**Action item**
Read the records below. Copy each line where the string "background" occurs.

────────────────────

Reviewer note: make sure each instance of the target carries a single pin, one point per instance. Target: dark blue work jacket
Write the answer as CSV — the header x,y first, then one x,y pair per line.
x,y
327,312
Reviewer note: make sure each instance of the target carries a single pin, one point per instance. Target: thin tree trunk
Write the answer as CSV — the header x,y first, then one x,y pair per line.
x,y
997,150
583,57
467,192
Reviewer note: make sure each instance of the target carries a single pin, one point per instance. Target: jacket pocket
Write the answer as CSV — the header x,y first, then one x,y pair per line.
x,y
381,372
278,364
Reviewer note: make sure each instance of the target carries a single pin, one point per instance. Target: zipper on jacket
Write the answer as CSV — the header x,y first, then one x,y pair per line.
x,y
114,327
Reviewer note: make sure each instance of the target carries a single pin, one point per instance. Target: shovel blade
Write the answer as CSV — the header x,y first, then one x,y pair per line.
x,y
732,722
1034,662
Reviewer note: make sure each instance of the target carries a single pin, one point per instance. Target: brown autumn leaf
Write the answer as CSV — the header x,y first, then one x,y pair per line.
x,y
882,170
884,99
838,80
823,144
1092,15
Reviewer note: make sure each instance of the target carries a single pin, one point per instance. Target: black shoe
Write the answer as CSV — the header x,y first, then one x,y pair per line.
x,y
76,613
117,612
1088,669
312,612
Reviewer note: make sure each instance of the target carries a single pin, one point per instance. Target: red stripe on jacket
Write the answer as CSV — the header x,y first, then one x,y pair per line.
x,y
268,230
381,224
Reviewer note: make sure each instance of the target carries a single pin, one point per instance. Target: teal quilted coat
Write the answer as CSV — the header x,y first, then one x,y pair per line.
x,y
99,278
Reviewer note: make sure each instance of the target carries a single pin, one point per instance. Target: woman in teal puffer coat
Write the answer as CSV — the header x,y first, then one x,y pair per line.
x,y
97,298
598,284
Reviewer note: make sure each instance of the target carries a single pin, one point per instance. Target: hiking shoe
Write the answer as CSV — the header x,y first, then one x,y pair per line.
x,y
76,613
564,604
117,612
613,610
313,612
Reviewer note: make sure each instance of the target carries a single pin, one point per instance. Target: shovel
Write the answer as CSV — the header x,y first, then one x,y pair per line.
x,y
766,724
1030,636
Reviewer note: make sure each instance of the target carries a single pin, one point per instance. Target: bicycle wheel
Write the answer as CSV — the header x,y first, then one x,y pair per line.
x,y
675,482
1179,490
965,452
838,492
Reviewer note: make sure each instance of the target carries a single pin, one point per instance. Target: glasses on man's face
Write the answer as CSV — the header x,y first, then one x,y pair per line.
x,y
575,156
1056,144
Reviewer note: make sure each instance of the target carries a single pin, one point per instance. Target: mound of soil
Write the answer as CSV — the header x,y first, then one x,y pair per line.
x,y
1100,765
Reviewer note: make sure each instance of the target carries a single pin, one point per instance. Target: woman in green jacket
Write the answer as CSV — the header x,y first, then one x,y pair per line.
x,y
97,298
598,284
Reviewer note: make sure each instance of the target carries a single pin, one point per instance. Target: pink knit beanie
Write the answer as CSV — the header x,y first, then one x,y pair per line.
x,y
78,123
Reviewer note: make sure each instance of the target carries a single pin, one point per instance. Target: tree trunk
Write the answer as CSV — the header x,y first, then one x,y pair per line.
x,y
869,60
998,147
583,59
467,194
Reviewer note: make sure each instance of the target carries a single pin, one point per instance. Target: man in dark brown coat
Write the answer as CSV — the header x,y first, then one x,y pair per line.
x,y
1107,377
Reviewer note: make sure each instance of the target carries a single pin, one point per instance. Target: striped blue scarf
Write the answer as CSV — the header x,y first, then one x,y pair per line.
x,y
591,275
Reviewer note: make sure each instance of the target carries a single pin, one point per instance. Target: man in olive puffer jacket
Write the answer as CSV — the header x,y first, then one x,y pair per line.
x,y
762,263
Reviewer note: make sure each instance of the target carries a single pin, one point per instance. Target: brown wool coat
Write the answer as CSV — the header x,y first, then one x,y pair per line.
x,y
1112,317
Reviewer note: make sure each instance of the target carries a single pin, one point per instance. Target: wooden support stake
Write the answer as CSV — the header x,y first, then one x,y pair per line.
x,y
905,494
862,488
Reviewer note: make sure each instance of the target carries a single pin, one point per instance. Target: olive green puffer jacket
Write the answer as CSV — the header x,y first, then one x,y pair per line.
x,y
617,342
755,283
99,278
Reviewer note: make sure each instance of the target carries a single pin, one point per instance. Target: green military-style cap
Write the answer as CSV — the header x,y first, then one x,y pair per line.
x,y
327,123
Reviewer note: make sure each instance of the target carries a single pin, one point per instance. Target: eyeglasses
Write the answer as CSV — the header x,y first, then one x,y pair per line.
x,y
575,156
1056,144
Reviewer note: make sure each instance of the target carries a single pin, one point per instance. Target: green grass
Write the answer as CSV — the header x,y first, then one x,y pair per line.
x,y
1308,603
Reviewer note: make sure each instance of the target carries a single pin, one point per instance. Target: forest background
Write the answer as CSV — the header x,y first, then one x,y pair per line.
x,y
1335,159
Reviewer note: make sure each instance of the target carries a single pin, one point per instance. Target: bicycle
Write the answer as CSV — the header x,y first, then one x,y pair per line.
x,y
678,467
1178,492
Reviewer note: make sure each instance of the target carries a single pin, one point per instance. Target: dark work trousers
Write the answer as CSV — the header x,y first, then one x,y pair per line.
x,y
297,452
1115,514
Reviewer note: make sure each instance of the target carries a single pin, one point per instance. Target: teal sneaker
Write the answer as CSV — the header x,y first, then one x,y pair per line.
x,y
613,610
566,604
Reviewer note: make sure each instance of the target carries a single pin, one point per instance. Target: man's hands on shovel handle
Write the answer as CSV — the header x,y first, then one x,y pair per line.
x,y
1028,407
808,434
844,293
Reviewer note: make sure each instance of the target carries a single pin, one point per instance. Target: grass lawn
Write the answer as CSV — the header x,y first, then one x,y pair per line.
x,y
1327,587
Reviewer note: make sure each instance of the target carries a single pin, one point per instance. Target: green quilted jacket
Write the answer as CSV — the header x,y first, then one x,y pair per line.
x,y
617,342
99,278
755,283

────────────────────

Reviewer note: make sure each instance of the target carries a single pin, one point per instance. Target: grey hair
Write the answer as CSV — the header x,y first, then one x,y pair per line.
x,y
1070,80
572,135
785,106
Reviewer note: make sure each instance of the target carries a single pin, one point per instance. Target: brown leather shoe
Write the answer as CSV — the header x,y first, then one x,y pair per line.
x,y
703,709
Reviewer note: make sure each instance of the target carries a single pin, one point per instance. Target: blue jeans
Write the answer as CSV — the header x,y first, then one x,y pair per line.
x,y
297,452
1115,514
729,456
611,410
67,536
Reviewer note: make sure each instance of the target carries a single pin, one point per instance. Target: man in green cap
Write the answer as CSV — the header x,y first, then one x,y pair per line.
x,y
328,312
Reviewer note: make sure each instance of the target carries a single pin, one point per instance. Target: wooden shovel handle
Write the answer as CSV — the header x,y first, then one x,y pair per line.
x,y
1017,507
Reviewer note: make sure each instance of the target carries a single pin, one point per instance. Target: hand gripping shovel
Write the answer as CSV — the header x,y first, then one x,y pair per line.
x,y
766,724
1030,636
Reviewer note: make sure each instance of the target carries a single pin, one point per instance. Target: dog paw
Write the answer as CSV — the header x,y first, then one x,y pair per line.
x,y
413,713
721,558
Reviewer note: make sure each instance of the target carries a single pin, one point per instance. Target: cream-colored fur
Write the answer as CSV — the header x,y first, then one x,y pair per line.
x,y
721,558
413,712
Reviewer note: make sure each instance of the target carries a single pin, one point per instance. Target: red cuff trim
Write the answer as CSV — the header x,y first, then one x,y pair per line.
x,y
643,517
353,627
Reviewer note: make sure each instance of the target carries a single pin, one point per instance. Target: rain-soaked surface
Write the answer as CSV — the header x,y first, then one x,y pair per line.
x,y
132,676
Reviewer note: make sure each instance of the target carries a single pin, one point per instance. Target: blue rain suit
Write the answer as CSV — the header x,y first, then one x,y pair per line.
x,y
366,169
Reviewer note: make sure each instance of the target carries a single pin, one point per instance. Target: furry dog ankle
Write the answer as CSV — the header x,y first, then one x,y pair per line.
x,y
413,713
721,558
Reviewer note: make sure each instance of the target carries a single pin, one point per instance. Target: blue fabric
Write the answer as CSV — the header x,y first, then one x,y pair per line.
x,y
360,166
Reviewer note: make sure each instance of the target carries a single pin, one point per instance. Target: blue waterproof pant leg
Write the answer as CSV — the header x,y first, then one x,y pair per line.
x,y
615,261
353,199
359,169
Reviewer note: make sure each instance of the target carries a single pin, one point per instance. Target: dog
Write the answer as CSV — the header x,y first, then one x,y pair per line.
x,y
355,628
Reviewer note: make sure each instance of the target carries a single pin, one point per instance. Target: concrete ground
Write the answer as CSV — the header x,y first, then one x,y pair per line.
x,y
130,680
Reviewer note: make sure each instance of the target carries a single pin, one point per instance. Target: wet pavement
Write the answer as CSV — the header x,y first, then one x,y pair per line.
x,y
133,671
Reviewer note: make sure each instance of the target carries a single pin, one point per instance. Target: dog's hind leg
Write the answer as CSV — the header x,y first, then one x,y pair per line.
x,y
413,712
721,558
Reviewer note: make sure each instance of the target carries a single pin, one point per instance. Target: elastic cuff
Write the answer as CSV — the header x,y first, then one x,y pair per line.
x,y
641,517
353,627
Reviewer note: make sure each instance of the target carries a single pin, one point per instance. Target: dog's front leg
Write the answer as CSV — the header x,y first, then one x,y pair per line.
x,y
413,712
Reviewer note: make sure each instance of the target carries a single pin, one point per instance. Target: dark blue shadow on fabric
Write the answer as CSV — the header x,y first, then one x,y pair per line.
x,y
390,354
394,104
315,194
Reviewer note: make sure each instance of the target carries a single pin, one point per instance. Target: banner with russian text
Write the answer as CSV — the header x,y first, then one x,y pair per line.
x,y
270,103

────────────────────

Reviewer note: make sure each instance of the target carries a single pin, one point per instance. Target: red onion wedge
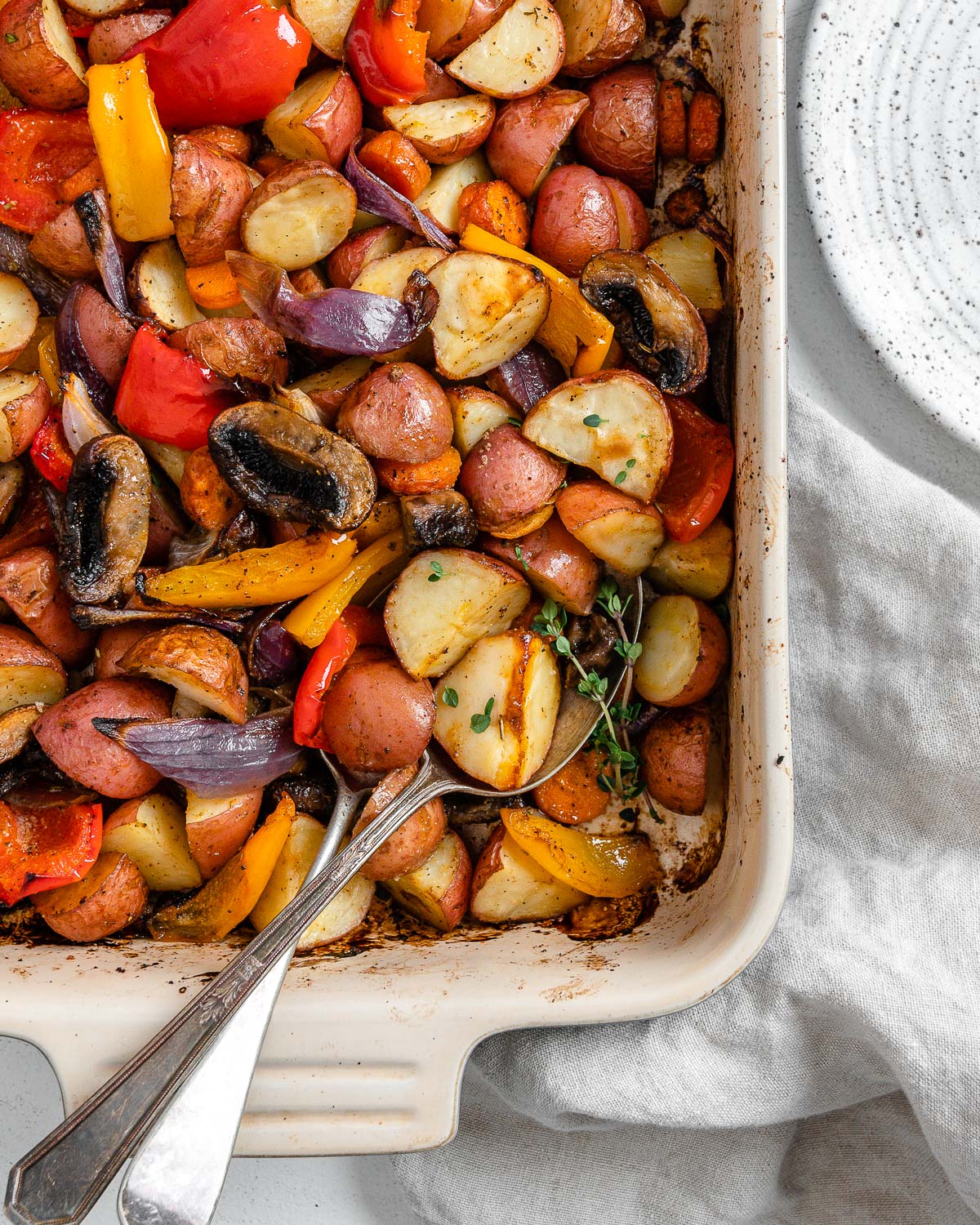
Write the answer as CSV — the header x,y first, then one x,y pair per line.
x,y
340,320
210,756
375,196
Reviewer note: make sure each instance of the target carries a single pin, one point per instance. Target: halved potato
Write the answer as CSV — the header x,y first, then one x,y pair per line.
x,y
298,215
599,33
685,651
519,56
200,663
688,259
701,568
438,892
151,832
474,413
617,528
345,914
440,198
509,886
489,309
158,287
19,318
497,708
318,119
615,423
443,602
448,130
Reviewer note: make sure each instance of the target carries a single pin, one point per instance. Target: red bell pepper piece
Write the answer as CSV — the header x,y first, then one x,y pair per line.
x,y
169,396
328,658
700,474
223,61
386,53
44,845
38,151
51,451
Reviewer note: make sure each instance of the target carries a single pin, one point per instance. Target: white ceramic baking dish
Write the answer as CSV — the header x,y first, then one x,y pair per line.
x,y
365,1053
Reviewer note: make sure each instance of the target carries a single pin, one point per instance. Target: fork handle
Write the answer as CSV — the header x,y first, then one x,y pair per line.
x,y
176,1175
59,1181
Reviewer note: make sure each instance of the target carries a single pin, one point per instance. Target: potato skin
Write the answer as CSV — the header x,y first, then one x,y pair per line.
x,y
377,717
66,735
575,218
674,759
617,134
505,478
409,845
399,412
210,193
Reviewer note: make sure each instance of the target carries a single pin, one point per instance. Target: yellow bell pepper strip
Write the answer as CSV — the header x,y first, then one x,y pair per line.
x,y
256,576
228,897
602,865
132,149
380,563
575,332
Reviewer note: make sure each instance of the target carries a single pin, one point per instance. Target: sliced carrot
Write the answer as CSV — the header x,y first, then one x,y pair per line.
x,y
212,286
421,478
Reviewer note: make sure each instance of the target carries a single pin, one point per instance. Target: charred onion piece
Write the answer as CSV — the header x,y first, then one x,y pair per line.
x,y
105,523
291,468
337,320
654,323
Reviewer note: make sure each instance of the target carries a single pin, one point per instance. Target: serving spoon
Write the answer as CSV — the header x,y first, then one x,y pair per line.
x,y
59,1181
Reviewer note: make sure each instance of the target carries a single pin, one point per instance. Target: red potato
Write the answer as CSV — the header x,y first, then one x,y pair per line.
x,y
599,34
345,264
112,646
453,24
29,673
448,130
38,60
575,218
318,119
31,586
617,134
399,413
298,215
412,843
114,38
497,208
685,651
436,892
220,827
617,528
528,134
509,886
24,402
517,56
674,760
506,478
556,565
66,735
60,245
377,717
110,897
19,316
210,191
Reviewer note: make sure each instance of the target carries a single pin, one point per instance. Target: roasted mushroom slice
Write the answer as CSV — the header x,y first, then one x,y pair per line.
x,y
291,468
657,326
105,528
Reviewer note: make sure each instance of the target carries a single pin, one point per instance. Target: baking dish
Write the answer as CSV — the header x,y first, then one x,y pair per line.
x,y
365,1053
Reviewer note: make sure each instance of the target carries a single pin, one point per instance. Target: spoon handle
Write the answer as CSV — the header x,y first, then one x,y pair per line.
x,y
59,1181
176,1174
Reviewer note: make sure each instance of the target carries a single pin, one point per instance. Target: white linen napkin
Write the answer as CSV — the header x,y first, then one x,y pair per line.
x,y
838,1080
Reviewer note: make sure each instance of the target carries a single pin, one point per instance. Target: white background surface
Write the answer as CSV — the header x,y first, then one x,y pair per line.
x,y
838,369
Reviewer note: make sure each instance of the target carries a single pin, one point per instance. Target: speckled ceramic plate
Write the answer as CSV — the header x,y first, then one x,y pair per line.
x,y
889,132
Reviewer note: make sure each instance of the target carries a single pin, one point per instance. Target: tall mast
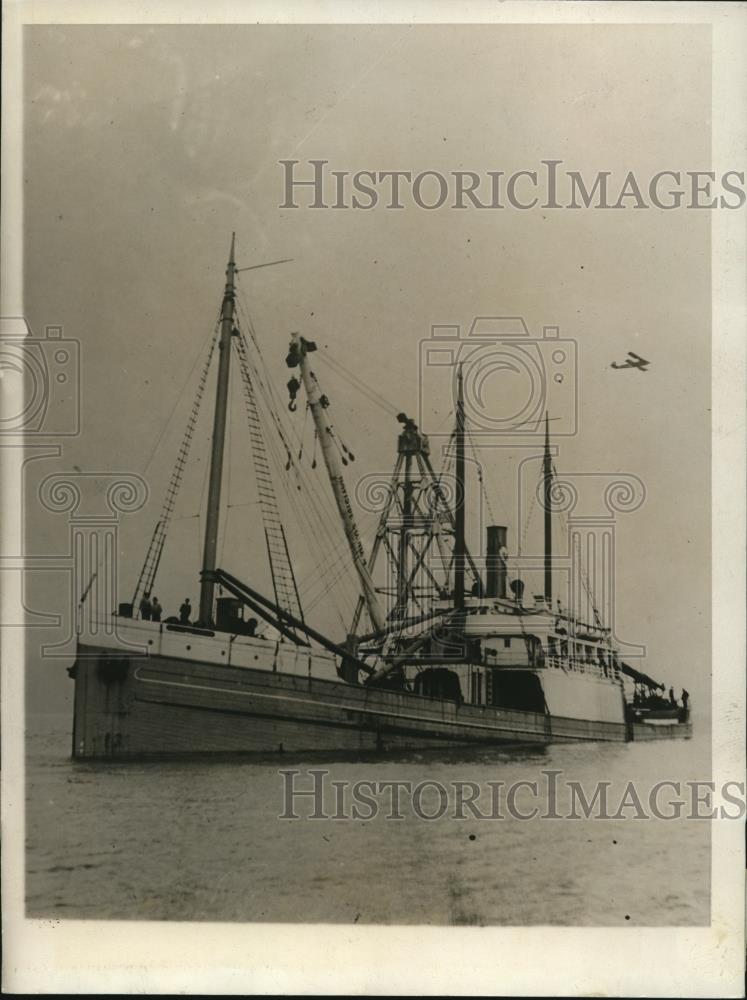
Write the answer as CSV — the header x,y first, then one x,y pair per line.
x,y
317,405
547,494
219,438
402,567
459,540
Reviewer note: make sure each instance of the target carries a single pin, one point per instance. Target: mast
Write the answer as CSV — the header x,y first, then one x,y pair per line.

────────────────────

**Response box**
Reviewer note: make sure each instance of the target carries a single pin, one point per instance. Target: forest background
Reviewer note: make sure each instance of the target carries a single pin, one point per instance. Target: white background surface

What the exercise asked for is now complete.